▸ EXERCISE BRIEF: Copy the material from its first line through the line containing "[(167, 188), (1, 189), (0, 302), (367, 301), (311, 225)]", swapping every "photo" for "image" and leaving all else unchanged. Omit the pictures.

>> Start TASK MATERIAL

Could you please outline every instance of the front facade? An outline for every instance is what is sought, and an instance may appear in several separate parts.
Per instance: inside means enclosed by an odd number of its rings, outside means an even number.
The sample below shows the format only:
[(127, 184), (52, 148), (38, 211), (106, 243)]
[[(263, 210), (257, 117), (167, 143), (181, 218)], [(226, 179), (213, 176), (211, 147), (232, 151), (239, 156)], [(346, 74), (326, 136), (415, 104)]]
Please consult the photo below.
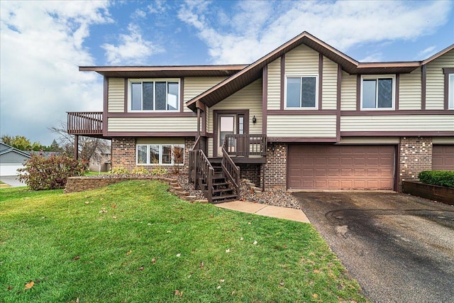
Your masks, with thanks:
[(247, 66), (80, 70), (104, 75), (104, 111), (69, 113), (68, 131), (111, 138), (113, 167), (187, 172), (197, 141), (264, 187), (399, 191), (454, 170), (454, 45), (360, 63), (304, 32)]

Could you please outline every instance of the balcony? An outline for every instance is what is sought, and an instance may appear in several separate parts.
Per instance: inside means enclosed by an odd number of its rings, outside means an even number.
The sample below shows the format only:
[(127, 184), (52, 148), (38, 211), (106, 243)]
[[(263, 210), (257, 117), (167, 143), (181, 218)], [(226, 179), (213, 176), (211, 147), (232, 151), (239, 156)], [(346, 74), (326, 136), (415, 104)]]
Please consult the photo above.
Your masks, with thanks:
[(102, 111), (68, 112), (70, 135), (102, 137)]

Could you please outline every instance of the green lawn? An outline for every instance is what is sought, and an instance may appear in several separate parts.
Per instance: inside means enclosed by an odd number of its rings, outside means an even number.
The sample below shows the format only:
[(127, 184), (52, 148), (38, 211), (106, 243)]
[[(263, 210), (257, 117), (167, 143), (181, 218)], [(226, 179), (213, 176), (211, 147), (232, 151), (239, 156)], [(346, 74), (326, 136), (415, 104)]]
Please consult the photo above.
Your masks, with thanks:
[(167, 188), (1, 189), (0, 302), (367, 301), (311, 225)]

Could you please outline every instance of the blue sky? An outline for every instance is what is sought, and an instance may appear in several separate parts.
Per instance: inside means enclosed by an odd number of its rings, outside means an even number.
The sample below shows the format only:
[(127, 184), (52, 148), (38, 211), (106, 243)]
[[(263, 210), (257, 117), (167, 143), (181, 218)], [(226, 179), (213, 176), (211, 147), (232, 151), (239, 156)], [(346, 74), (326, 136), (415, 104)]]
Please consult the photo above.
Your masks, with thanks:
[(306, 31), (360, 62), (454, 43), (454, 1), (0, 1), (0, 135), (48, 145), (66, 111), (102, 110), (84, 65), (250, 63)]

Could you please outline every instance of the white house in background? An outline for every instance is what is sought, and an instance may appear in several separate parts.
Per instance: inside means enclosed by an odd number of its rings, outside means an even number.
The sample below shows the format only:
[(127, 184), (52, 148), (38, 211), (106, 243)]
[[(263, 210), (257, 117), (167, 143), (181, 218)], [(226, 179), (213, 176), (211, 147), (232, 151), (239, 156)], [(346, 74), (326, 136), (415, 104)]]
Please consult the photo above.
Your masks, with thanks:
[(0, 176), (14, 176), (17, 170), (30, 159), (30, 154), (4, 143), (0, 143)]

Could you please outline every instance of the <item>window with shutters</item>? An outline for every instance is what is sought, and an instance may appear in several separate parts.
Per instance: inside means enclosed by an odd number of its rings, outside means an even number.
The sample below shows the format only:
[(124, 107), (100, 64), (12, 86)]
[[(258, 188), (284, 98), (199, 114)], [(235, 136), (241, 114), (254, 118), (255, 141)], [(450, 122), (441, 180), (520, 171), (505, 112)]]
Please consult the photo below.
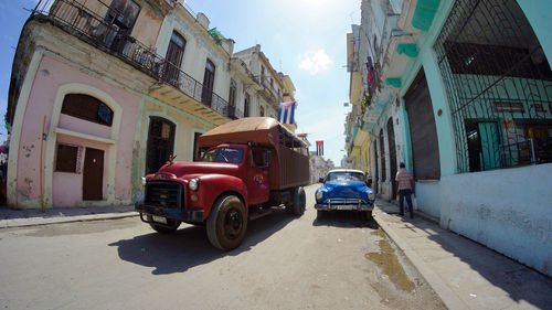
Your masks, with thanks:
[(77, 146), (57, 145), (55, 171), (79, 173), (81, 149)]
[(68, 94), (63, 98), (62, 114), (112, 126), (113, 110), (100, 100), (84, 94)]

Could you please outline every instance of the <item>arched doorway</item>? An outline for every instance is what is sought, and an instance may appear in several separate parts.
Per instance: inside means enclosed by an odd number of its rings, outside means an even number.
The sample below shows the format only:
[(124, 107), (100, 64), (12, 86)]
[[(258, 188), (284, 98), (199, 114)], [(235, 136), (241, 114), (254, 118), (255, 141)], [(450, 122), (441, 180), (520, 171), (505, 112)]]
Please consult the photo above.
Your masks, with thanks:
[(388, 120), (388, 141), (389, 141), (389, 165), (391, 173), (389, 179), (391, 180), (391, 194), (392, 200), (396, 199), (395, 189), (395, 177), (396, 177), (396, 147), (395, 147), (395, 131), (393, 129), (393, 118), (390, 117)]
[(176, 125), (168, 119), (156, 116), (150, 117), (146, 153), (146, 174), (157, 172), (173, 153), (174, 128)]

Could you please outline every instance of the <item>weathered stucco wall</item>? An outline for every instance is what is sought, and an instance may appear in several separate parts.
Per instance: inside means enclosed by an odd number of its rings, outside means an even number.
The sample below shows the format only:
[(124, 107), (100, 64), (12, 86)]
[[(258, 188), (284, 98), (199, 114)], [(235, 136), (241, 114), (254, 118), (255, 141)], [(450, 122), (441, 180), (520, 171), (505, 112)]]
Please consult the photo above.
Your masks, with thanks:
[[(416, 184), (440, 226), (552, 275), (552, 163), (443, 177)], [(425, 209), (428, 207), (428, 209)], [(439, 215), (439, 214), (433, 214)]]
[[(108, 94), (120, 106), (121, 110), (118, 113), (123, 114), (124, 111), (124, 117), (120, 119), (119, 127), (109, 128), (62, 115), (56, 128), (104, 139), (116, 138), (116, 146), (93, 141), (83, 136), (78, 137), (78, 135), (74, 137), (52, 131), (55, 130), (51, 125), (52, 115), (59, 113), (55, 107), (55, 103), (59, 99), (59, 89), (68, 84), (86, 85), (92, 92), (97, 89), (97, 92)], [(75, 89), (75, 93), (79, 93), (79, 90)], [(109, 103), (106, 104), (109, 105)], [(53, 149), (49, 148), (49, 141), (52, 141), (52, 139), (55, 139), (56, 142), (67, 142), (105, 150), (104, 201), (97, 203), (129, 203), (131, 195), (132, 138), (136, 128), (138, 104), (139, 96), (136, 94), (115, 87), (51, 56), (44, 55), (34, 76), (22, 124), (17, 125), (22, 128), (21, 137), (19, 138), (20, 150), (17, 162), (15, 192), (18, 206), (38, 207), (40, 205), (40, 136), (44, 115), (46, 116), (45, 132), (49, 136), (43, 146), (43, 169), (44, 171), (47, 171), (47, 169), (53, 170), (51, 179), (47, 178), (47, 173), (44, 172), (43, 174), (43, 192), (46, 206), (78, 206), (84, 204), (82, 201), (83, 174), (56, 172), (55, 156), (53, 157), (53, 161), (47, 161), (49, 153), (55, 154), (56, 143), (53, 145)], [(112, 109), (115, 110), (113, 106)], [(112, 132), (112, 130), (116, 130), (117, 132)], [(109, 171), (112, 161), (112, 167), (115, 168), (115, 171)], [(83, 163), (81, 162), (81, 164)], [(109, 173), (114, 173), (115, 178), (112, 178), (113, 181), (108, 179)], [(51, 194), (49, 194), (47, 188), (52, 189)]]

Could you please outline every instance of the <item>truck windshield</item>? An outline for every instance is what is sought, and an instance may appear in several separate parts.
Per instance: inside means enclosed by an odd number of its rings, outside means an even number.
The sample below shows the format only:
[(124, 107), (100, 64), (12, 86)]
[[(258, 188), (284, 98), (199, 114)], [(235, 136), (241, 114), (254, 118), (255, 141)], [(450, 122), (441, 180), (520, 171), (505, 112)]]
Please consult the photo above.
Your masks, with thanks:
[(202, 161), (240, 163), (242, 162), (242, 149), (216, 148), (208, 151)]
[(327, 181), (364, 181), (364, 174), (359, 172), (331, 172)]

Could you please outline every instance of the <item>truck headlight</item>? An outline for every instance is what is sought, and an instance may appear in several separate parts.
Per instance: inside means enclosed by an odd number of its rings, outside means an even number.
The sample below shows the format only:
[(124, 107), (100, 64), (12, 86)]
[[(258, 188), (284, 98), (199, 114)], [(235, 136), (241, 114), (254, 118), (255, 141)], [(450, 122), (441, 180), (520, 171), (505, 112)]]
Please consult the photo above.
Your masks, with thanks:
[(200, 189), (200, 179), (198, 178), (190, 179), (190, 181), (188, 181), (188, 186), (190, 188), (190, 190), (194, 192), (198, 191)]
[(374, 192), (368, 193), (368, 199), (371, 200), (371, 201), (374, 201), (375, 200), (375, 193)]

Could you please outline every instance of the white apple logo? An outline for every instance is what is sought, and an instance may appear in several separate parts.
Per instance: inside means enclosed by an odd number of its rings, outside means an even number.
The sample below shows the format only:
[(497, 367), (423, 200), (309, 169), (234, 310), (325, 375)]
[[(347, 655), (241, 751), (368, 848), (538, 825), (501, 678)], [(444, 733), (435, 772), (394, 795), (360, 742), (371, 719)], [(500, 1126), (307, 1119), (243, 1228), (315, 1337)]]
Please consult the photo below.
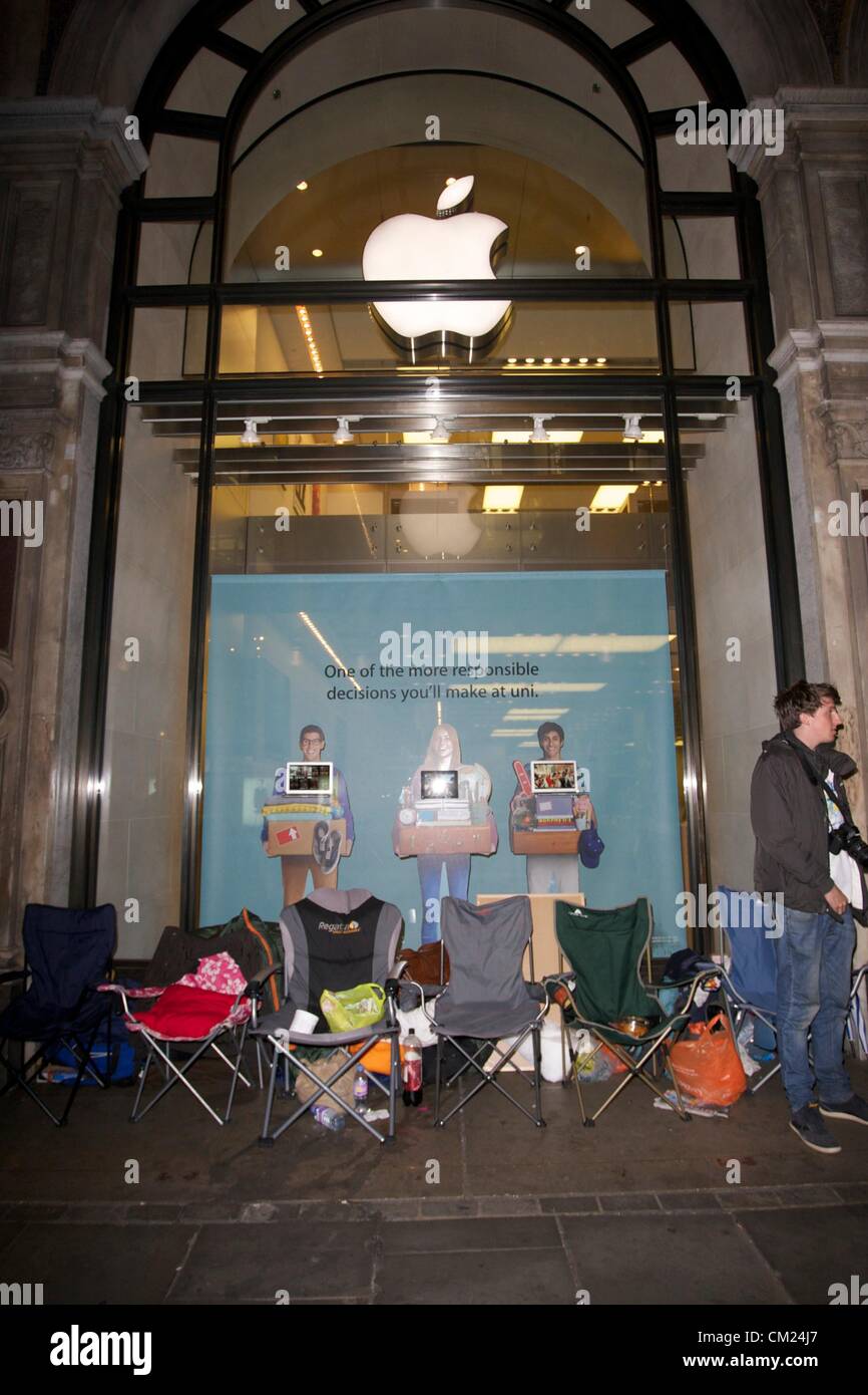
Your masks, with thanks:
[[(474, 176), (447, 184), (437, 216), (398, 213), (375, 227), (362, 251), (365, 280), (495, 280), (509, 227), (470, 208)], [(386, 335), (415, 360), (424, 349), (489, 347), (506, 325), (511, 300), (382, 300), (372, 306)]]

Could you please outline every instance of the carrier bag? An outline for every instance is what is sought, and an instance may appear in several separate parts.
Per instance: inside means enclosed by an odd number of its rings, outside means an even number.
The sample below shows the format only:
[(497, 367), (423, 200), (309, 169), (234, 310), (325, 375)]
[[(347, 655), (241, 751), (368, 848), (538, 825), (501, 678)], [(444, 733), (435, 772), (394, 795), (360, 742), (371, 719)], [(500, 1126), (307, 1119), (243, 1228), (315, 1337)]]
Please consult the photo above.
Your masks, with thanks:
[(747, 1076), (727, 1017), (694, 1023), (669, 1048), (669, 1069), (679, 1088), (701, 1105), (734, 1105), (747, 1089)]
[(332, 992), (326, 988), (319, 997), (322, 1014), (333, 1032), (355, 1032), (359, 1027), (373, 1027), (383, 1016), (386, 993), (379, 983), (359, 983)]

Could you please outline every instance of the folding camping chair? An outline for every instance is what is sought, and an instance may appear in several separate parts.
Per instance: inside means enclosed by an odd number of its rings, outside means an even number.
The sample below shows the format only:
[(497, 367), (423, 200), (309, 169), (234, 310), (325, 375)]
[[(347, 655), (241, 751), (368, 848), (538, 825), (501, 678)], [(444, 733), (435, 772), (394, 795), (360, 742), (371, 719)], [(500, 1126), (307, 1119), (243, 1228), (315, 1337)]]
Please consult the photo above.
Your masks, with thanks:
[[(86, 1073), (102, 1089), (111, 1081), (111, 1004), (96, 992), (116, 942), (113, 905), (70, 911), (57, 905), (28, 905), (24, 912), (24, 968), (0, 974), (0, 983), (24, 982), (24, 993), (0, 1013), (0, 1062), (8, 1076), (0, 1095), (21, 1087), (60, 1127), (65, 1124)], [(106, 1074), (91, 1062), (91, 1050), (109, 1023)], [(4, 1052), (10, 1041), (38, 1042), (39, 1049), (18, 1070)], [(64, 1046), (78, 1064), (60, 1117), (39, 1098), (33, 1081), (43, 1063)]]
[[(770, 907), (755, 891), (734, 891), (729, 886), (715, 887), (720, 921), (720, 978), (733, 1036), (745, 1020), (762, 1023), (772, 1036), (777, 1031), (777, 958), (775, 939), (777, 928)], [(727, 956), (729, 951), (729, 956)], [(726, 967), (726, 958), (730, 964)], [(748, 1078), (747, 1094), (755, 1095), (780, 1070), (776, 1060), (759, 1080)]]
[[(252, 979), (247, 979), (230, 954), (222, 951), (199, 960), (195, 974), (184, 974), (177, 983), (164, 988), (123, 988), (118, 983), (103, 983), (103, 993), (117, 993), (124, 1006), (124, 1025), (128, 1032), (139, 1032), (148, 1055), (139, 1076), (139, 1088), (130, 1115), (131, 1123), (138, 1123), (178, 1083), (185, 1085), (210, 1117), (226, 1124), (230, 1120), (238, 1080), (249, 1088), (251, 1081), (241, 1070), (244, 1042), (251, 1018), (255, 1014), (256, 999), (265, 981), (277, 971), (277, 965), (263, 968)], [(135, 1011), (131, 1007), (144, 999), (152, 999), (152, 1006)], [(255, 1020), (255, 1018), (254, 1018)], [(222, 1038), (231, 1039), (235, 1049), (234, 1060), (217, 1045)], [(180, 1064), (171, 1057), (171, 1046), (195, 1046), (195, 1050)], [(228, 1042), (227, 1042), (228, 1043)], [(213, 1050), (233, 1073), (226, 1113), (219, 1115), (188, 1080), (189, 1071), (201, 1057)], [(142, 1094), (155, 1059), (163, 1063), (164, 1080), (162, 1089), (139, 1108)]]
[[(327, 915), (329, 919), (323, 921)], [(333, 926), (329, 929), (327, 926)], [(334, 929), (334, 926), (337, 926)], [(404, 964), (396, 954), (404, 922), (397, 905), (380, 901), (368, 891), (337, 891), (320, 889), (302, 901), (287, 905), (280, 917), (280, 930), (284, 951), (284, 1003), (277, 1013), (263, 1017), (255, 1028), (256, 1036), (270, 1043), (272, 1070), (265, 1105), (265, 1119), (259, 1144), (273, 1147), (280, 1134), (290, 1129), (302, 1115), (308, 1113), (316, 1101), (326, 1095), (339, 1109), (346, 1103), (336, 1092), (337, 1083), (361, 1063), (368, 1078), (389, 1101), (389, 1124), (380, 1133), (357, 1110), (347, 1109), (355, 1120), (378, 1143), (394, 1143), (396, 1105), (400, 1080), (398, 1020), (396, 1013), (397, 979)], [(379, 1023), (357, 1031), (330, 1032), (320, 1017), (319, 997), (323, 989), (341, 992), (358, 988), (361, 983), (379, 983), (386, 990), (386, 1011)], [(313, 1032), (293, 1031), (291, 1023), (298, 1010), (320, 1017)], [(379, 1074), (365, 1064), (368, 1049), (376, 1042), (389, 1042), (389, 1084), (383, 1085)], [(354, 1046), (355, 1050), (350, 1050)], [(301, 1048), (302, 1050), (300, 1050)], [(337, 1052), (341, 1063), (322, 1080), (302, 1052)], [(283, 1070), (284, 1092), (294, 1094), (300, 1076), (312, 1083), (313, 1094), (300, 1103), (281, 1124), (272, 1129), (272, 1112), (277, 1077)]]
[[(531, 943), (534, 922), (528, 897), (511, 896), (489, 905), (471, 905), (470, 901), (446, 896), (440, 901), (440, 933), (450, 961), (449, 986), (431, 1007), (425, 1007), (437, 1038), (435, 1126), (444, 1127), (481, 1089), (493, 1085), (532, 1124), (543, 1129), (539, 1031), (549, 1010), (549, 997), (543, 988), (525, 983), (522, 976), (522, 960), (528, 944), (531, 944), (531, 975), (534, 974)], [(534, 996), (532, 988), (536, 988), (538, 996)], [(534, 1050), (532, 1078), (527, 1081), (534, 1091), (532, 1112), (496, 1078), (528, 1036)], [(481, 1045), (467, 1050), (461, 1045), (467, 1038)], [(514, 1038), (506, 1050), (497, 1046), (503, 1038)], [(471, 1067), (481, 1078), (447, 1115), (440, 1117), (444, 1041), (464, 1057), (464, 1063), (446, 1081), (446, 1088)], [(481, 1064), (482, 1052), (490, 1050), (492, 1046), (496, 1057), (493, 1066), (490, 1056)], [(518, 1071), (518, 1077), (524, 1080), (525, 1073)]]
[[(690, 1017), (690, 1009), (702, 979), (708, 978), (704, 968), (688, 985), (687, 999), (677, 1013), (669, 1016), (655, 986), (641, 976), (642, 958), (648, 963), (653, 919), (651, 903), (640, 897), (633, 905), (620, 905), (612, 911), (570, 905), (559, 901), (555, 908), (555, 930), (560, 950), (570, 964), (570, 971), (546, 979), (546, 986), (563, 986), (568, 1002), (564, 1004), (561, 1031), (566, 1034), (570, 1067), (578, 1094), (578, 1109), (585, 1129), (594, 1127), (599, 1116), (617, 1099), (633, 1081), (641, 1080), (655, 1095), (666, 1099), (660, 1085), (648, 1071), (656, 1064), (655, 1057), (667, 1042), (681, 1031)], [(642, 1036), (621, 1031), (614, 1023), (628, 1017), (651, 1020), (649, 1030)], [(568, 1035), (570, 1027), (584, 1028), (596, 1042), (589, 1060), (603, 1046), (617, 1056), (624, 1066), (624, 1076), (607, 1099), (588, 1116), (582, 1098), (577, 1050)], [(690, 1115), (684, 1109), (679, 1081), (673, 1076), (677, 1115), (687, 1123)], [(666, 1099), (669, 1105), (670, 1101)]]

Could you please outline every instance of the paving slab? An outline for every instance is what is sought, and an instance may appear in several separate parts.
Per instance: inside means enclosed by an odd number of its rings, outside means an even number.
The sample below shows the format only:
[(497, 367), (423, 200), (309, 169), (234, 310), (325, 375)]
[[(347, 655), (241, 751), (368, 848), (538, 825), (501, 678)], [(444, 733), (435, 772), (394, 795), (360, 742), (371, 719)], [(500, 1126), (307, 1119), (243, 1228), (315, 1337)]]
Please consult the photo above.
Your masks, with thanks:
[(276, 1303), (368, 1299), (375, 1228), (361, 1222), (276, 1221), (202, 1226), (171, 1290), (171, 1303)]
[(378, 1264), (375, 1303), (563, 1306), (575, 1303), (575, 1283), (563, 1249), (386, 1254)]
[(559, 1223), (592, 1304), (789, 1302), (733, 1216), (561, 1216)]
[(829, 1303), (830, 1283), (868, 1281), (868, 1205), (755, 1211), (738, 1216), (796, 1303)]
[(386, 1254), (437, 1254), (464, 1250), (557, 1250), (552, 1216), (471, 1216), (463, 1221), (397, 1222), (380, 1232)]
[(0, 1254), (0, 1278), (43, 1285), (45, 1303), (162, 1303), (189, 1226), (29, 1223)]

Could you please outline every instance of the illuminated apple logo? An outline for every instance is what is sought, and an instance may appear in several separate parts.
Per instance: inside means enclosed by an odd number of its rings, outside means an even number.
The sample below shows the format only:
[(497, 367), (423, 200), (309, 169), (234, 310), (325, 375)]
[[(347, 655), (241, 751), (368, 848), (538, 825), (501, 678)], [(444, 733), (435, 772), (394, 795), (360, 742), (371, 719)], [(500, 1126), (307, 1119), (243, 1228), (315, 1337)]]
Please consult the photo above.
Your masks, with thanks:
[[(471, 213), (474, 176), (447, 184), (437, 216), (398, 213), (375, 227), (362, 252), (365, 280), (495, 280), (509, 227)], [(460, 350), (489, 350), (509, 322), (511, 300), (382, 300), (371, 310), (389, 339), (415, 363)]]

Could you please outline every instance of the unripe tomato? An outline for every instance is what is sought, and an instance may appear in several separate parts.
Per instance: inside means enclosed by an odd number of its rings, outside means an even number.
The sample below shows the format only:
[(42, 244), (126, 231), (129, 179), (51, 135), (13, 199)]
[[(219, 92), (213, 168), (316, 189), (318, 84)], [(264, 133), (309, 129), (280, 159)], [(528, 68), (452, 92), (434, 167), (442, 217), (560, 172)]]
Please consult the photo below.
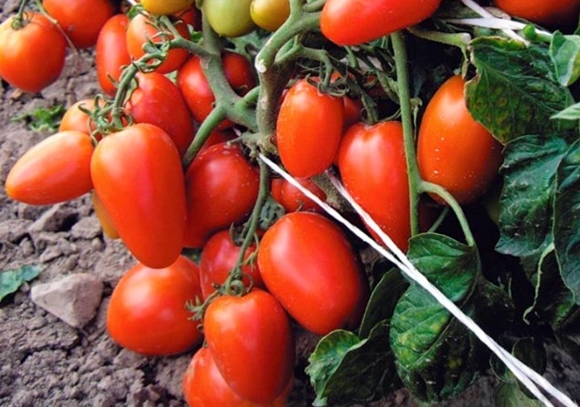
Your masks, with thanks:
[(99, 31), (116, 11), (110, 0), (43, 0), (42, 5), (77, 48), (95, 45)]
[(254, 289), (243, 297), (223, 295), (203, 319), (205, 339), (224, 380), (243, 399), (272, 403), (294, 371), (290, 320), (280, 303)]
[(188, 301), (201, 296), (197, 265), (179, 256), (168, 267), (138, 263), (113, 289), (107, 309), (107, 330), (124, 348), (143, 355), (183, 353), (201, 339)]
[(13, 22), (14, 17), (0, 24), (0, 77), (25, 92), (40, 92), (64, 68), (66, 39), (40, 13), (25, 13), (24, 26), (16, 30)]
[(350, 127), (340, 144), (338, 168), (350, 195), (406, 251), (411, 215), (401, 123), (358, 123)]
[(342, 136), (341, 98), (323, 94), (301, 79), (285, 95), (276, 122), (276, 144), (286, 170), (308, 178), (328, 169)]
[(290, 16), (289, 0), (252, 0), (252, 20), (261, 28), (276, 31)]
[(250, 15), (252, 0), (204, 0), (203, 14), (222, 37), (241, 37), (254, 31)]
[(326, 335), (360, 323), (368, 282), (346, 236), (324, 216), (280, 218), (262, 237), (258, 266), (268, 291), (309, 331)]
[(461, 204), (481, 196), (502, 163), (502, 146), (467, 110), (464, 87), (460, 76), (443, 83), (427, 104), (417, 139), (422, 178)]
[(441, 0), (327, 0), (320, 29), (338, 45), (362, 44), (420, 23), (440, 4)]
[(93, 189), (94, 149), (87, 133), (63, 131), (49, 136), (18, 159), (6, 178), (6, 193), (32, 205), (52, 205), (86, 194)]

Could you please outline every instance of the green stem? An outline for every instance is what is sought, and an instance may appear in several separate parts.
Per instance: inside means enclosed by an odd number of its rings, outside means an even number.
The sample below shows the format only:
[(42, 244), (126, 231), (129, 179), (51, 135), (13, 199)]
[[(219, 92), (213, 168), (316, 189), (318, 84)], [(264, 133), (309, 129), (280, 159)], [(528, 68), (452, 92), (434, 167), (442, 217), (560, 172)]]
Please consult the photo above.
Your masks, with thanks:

>> End TASK MATERIAL

▸ FINAL RESULT:
Could you please outline every instance of the front facade? An outline for every instance is what is sought, and an instance may appear in several separate parts.
Per instance: inside means enclosed by an odd number of its rings, outside means an even number.
The sample below shows the format only:
[(127, 184), (52, 148), (38, 211), (106, 243)]
[[(263, 210), (257, 117), (167, 143), (181, 218)], [(226, 179), (213, 176), (211, 147), (232, 151), (239, 156)], [(346, 74), (326, 136), (415, 104)]]
Please consult the image below.
Your masks, with thanks:
[(247, 66), (80, 70), (104, 75), (104, 111), (69, 113), (68, 131), (111, 138), (113, 167), (187, 172), (197, 141), (264, 187), (399, 191), (454, 170), (454, 45), (360, 63), (304, 32)]

Could you please outline every instance of the balcony? An outline for every instance is what is sought, and an instance may appear in several separate parts.
Per instance: inside means enclosed by an odd number of its rings, outside means an even number.
The sample below shows the format only:
[(127, 184), (52, 148), (38, 211), (106, 243)]
[[(263, 210), (257, 117), (167, 143), (181, 218)], [(226, 179), (213, 176), (211, 147), (232, 151), (239, 156)], [(346, 74), (326, 136), (415, 104)]]
Please consult the image above.
Your masks, with thanks:
[(102, 111), (68, 112), (70, 135), (102, 137)]

Could you please outline every instance of the green lawn? An outline for every instance is what is sought, and an instance may appear in several separate parts.
Per instance: inside means enclosed by an odd number of its rings, outside means an even number.
The sample below shows the format only:
[(127, 184), (52, 148), (38, 211), (106, 243)]
[[(263, 210), (257, 117), (167, 143), (181, 218)], [(226, 179), (213, 176), (211, 147), (232, 151), (239, 156)], [(346, 74), (326, 136), (415, 104)]]
Please consult the image above.
Your masks, with thanks:
[(167, 188), (1, 189), (0, 302), (367, 301), (311, 225)]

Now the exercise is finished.